** Start Listed records **

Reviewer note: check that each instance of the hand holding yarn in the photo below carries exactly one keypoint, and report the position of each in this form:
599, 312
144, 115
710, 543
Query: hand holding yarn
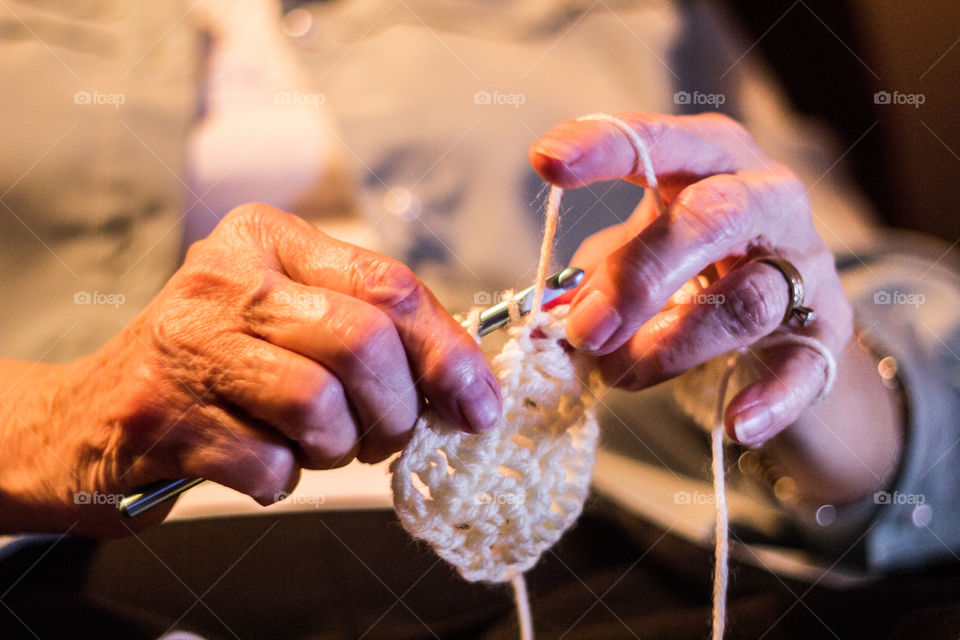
723, 203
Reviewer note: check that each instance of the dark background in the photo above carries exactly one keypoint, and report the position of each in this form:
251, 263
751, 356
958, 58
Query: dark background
833, 55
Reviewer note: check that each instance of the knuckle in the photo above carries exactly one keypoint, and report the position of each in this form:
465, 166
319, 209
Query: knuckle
329, 449
714, 210
390, 285
269, 469
371, 343
641, 273
750, 309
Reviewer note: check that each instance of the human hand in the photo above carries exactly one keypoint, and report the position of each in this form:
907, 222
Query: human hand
273, 348
726, 203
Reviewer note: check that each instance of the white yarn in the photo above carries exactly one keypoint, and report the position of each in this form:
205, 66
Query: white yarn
492, 503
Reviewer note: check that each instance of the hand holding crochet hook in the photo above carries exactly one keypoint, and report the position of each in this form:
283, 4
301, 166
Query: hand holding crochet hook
733, 257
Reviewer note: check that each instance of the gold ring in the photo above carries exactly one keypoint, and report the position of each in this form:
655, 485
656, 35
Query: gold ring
795, 309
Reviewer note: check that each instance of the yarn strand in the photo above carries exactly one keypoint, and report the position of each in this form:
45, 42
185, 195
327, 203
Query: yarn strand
546, 247
522, 601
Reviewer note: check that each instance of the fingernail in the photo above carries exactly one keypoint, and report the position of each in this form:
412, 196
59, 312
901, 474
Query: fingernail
592, 322
751, 424
479, 406
559, 149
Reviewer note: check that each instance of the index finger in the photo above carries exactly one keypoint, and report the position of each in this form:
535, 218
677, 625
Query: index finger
683, 149
448, 365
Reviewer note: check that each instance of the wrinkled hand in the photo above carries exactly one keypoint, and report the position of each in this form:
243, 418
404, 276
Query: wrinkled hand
274, 348
726, 204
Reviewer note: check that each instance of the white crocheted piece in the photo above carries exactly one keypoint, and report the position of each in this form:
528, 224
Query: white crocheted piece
491, 503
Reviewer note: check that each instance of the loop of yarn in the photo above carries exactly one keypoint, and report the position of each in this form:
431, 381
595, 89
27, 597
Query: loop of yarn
491, 503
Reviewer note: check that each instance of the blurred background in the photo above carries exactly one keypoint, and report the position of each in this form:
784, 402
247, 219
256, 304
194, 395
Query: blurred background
834, 56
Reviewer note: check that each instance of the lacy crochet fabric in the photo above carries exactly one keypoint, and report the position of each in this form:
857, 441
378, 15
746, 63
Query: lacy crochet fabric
491, 503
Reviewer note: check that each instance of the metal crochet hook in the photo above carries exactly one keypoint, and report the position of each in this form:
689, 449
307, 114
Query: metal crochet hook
491, 319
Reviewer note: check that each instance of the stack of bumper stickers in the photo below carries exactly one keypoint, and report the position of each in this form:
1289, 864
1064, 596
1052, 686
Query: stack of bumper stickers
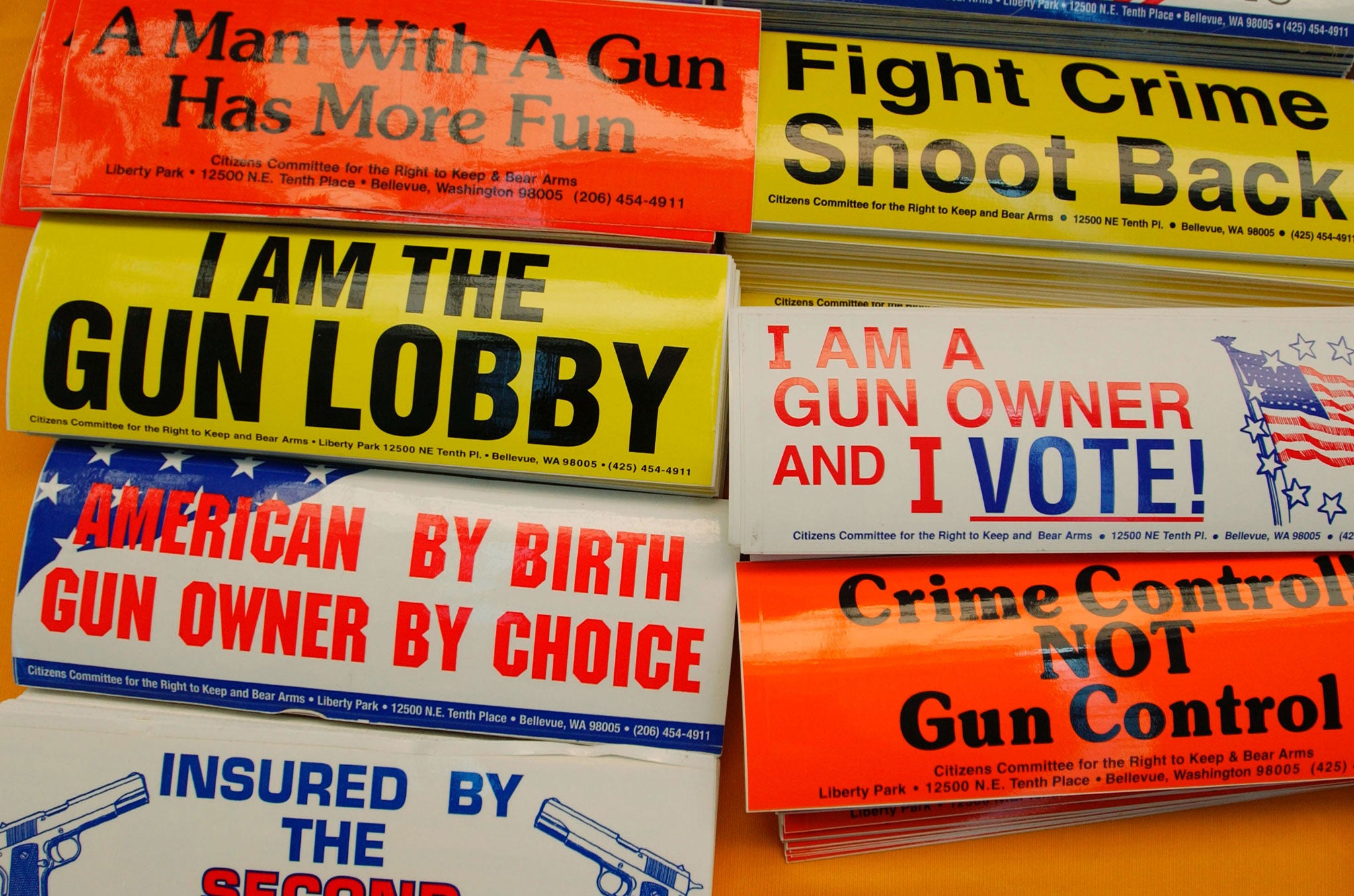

** End Listed records **

- [Written instruction]:
Take the line that contains "Reviewer note: check that each instance of the white crocheted" as the first and the last line of the records as the end, and please quote those lines exactly, pictures omitted.

- [Response to the task]:
Reviewer note: check that each instance of the white crocheted piece in the photo above carries exactly one keypoint, and report the position of each in this form:
528, 224
Query: white crocheted piece
491, 503
Reviewer note: check that each instance of the loop of yarn in the photo above carries exactly one keypoint, and report the position of each in this form:
431, 381
595, 89
27, 597
Query: loop of yarn
491, 503
Reviewer note: check that each instance of the blurred background in the photo above carries exactly one keypoint, and report the position of each in this form:
784, 402
247, 219
256, 304
194, 395
Query: blurred background
834, 56
Reviewer note: check that each instance of the lacy crochet fabric in the photo above carries exactly one keypoint, and report the position of each in this form:
857, 441
378, 15
746, 63
Query: lacy crochet fabric
491, 503
Reviewer note: check that each instance of the metal crochet hook in the photo above carries exactly one keypoint, and report the position of each in this form:
689, 449
307, 114
Query: metal crochet hook
491, 319
Reviewer note: check that each instance of the stack of bumper stickers in the photo below carries exactly one keypoint, and report the position of each in this form:
1289, 864
1064, 596
1052, 686
Query: stack of bumper stickers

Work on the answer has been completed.